* _FRAGMENTO SELECCIONADO_
=-=-=-=-=

Igual lo que más escandaliza es la gratuidad de la violencia y la facilidad con la que la aceptamos, por ejemplo, la política de vagones y camiones de uso exclusivamente femenino ¿es una medida de seguridad o reitera la inferioridad? ¿Hasta cierto punto no es como decir “pues los hombres son así y no se pueden controlar, tons' mejor los separamos de las morras”? No puedo evitar sentir un dejo de resignación en esta clase de medidas.

Es muy difícil explicarle a un hombre por qué esos piropos son tan ofensivos, he topado a demasiada banda que realmente cree que nos gustan y que son divertidos (así como ese pinchi comercial que más bien parece un llamado a no volver a alimentar a un dude en tu vida), que si nos encabronamos y respondemos es porque somos apretadas y no sabemos tomarnos las cosas a la ligera, porque ellos lo hacen “por echar desmadre y para chulearlas”.

=-=-=-=-=

* _INFORMACIÓN REGISTRADA_

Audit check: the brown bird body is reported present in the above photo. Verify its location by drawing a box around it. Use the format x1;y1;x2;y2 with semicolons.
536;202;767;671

=-=-=-=-=

* _RETOS_
**A.** ¿Qué medida de transporte menciona el fragmento sobre el acoso como ejemplo?
**B.** Según el fragmento sobre el acoso, ¿por qué resulta tan difícil explicarle a un hombre lo ofensivos que son los piropos?
**C.** Continúa el fragmento sobre los piropos y el acoso a partir de su última oración.
El material registrado es independiente y no forma parte del fragmento.

* _RESPUESTAS_
**A.** La política de vagones y camiones de uso exclusivamente femenino.

**B.** Porque quien escribe se ha topado con demasiados hombres que creen de verdad que los piropos gustan y son divertidos. Además, piensan que si ellas se enojan y responden es porque son apretadas y no saben tomarse las cosas a la ligera, ya que ellos lo hacen "por echar desmadre y para chulearlas".

**C.**
La razón por la que entre los sabroseos y el abuso hay menos de un paso (y por lo que dan miedo), es que dicen: “estás aquí para que te vea, para que me ría, para que me excite; no eres una persona, eres una cosa que está aquí para mi disfrute”. Ésa es la violencia cotidiana y gratuita que se instala a cuentagotas en todos nosotros, que a mí me vuelve una cosa y a ti, vato, te reduce a una bestia babeante que sólo puede desear (simón, a ti también te ponen una camisa de fuerza, pero ya hablaremos de eso).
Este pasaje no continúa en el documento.